Notadamente com caráter muito mais indenizatório do que alimentar, esta construção doutrinária iniciou-se no exterior e atualmente é aceita no país mesmo sem uma previsão legal expressa.

Neste diapasão, verifica-se que o tema não é unanimidade e merece uma maior discussão antes de se solidificar em terras tupiniquins.

3.1 Conceito

Argumentam os defensores dos alimentos compensatórios que a riqueza construída durante o casamento ou a união estável é fruto do esforço do casal e que casos estes se separem, pode ocorrer de um dos ex-consortes ficar com um padrão de vida mais baixo em relação ao outro, momento em que surgiria o direito aos alimentos compensatórios para aquele menos afortunado.

O doutrinador brasileiro Rolf Madaleno (2011, p. 951), que foi quem trouxe a tese ao Brasil, define os alimentos compensatórios como:

uma prestação periódica em dinheiro, efetuada por um cônjuge em favor do outro na ocasião da separação ou do divórcio vincular, onde se produziu um desequilíbrio econômico em comparação com o estilo de vida experimentado durante a convivência matrimonial, compensando deste modo a disparidade social e econômica com a qual se depara o alimentando em função da separação, comprometendo suas obrigações materiais, seu estilo de vida e a sua subsistência pessoal.
************
TAREFA 1: Reproduza integralmente o texto sobre alimentos compensatórios, sem nenhuma alteração.
O texto sobre alimentos compensatórios não tem relação com as entradas.

Entradas de um conjunto de marcação de pontos:
************
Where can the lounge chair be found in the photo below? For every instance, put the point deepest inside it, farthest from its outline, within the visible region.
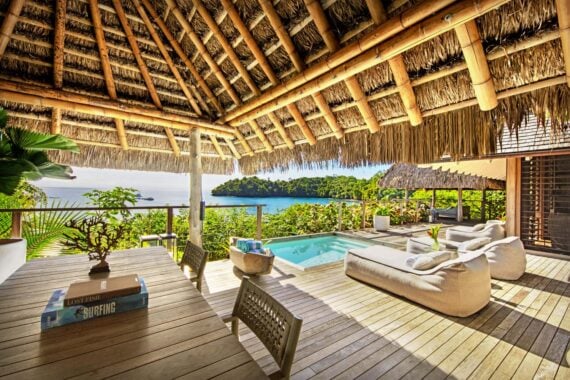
(492, 229)
(507, 257)
(457, 287)
(250, 263)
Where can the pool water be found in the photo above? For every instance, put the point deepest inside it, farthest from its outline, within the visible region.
(309, 252)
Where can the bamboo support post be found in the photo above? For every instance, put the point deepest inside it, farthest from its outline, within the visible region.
(232, 148)
(259, 222)
(16, 232)
(180, 51)
(392, 27)
(195, 39)
(45, 97)
(10, 20)
(55, 121)
(217, 147)
(474, 55)
(58, 43)
(436, 25)
(405, 89)
(563, 12)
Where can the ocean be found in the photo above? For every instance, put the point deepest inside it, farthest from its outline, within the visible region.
(74, 195)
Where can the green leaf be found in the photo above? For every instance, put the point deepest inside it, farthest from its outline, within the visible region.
(28, 140)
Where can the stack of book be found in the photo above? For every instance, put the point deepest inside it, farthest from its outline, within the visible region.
(93, 299)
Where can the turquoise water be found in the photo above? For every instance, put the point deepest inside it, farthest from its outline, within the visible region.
(274, 204)
(313, 251)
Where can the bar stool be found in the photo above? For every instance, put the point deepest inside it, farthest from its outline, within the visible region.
(169, 241)
(151, 240)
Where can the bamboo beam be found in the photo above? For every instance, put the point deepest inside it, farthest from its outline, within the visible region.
(217, 147)
(302, 123)
(10, 20)
(435, 25)
(362, 103)
(137, 52)
(203, 51)
(405, 89)
(392, 27)
(320, 19)
(563, 12)
(107, 71)
(185, 59)
(55, 121)
(232, 148)
(474, 55)
(282, 34)
(59, 42)
(287, 42)
(46, 97)
(243, 142)
(166, 55)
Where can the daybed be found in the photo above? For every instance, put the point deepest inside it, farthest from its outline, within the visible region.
(492, 229)
(458, 287)
(507, 257)
(251, 263)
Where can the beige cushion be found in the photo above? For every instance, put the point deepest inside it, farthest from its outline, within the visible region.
(429, 260)
(458, 287)
(473, 244)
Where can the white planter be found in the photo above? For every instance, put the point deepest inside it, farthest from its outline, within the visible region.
(12, 256)
(381, 223)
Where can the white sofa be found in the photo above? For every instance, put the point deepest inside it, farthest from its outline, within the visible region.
(507, 257)
(494, 230)
(458, 287)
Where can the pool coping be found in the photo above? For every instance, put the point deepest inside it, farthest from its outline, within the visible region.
(310, 236)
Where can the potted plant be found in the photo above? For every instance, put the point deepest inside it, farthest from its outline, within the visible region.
(382, 218)
(96, 237)
(23, 156)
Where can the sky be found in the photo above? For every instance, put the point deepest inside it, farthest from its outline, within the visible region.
(108, 178)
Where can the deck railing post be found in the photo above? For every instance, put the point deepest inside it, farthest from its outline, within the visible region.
(16, 225)
(259, 220)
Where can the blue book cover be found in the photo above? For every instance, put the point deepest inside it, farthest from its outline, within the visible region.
(55, 314)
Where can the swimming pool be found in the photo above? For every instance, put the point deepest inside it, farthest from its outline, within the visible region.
(308, 252)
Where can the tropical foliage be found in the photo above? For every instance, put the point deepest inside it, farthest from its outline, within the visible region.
(23, 156)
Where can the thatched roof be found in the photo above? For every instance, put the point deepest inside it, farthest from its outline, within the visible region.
(243, 72)
(407, 176)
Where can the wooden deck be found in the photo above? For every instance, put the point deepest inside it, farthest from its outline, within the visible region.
(352, 330)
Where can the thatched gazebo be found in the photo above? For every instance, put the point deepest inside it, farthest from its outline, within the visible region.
(275, 84)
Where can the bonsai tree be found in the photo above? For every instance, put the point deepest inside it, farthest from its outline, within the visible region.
(23, 156)
(96, 237)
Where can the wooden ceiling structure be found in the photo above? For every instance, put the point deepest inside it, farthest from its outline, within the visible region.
(275, 83)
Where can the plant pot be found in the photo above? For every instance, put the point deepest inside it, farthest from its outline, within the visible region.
(12, 256)
(381, 223)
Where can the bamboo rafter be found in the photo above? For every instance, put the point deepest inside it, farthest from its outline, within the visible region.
(197, 42)
(470, 42)
(10, 20)
(563, 13)
(107, 71)
(383, 32)
(180, 51)
(426, 30)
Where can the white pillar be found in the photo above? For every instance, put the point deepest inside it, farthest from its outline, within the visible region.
(195, 233)
(460, 205)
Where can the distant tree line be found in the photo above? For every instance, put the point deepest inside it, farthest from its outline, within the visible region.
(339, 187)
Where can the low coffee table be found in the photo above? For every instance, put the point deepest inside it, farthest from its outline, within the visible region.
(423, 245)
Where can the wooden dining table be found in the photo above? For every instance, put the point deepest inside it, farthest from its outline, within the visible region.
(178, 335)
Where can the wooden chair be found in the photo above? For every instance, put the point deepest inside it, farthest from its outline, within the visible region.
(275, 326)
(195, 258)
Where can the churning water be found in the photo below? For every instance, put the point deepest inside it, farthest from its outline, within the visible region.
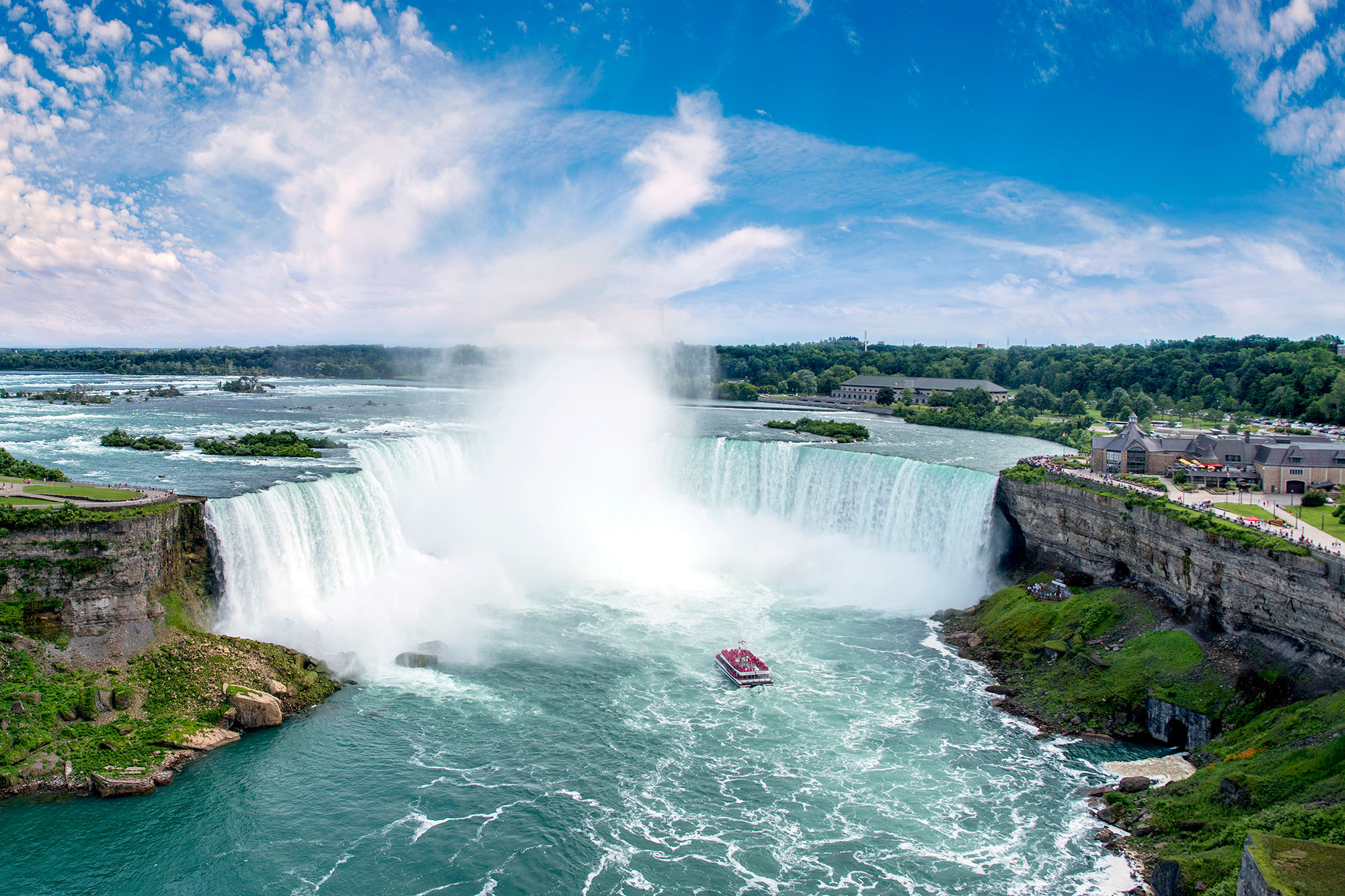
(578, 737)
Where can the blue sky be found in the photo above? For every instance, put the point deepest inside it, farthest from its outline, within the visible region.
(537, 173)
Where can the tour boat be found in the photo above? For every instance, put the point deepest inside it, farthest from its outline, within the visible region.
(743, 667)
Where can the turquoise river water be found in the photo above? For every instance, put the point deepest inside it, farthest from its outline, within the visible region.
(576, 737)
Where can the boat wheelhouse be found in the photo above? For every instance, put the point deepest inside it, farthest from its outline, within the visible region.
(743, 667)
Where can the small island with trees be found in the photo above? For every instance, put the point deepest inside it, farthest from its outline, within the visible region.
(284, 443)
(119, 438)
(249, 385)
(843, 432)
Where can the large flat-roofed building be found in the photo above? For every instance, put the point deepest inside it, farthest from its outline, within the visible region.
(867, 388)
(1280, 463)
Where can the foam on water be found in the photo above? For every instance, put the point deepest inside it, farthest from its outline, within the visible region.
(579, 737)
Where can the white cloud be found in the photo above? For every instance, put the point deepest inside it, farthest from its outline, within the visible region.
(798, 9)
(1277, 76)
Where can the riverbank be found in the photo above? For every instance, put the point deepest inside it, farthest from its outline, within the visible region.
(1110, 663)
(110, 677)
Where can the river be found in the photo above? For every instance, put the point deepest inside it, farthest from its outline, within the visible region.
(580, 568)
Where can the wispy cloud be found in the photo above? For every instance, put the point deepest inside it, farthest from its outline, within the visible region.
(1288, 61)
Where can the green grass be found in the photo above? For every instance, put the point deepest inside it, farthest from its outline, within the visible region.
(1169, 665)
(1247, 510)
(95, 493)
(1292, 764)
(1321, 518)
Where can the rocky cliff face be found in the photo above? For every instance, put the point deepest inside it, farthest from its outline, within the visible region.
(1292, 604)
(88, 577)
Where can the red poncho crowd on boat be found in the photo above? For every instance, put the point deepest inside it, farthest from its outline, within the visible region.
(744, 659)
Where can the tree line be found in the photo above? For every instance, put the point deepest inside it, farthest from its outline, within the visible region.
(337, 362)
(1200, 377)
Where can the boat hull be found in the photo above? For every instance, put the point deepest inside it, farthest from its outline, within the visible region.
(742, 680)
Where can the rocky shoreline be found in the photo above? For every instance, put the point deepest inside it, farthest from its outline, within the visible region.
(1143, 861)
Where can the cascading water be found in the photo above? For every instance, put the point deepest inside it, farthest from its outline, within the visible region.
(424, 541)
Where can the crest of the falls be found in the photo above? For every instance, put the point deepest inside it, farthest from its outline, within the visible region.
(426, 540)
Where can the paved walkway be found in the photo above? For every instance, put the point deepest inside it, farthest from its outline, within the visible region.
(149, 497)
(1200, 499)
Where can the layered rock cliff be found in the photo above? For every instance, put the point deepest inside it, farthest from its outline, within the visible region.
(87, 577)
(1289, 603)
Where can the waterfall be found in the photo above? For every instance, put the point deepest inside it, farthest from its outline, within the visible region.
(434, 525)
(894, 503)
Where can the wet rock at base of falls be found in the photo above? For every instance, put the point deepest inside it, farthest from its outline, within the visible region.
(256, 709)
(112, 786)
(1167, 879)
(201, 740)
(1133, 784)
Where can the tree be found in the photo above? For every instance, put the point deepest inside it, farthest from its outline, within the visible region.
(833, 377)
(1073, 404)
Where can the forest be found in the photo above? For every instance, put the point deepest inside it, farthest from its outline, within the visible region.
(1203, 377)
(338, 362)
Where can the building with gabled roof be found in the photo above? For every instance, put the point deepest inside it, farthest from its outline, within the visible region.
(867, 388)
(1280, 463)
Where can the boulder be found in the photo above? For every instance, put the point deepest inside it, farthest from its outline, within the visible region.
(1167, 879)
(1133, 784)
(202, 739)
(118, 786)
(256, 709)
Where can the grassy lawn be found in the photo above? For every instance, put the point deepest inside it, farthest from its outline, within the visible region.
(84, 491)
(1246, 510)
(1320, 517)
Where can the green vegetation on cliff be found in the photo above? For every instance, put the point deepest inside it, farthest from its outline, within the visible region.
(119, 438)
(130, 720)
(1195, 518)
(1097, 655)
(284, 443)
(1282, 772)
(973, 409)
(28, 470)
(843, 432)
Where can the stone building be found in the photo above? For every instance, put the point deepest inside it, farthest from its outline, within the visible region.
(867, 388)
(1280, 463)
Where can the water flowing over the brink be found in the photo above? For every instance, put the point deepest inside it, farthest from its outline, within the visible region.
(576, 737)
(935, 510)
(286, 551)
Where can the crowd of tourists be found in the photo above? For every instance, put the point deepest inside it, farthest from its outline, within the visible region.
(1286, 532)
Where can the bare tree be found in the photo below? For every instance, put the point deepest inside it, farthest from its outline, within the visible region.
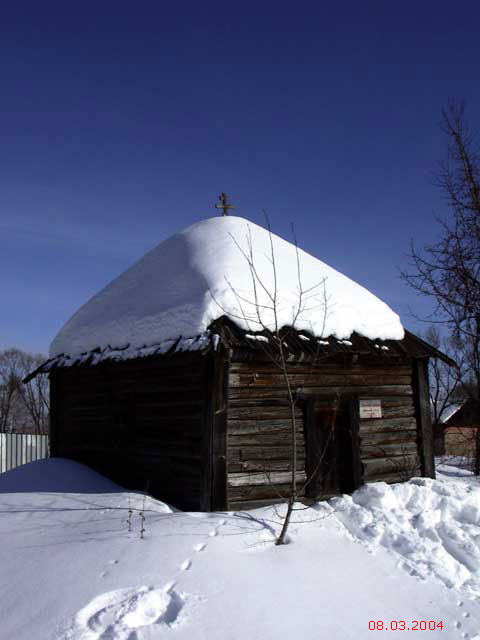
(22, 406)
(448, 271)
(261, 313)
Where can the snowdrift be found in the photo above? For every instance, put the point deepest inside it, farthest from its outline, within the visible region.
(201, 273)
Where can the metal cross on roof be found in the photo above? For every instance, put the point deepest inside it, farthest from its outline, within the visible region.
(224, 204)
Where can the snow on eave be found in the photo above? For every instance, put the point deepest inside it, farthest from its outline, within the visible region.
(201, 343)
(194, 277)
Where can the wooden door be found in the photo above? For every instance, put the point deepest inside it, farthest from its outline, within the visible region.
(333, 456)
************
TAREFA 2: Nas entradas, reescreva as linhas que vão da que contém "Where can the metal" até o fim das entradas, inclusive, trocando "wooden door" por "timber door" e mantendo todo o resto igual.

RESPOSTA ESCRITA 1:
Notadamente com caráter muito mais indenizatório do que alimentar, esta construção doutrinária iniciou-se no exterior e atualmente é aceita no país mesmo sem uma previsão legal expressa.

Neste diapasão, verifica-se que o tema não é unanimidade e merece uma maior discussão antes de se solidificar em terras tupiniquins.

3.1 Conceito

Argumentam os defensores dos alimentos compensatórios que a riqueza construída durante o casamento ou a união estável é fruto do esforço do casal e que casos estes se separem, pode ocorrer de um dos ex-consortes ficar com um padrão de vida mais baixo em relação ao outro, momento em que surgiria o direito aos alimentos compensatórios para aquele menos afortunado.

O doutrinador brasileiro Rolf Madaleno (2011, p. 951), que foi quem trouxe a tese ao Brasil, define os alimentos compensatórios como:

uma prestação periódica em dinheiro, efetuada por um cônjuge em favor do outro na ocasião da separação ou do divórcio vincular, onde se produziu um desequilíbrio econômico em comparação com o estilo de vida experimentado durante a convivência matrimonial, compensando deste modo a disparidade social e econômica com a qual se depara o alimentando em função da separação, comprometendo suas obrigações materiais, seu estilo de vida e a sua subsistência pessoal.

RESPOSTA ESCRITA 2:
Where can the metal cross on roof be found in the photo above? For every instance, put the point deepest inside it, farthest from its outline, within the visible region.
(224, 204)
Where can the snow on eave be found in the photo above? For every instance, put the point deepest inside it, farthest from its outline, within the visible region.
(201, 343)
(194, 277)
Where can the timber door be found in the photo above? For every instance, put the point deepest inside it, farthest from its outline, within the visible region.
(333, 456)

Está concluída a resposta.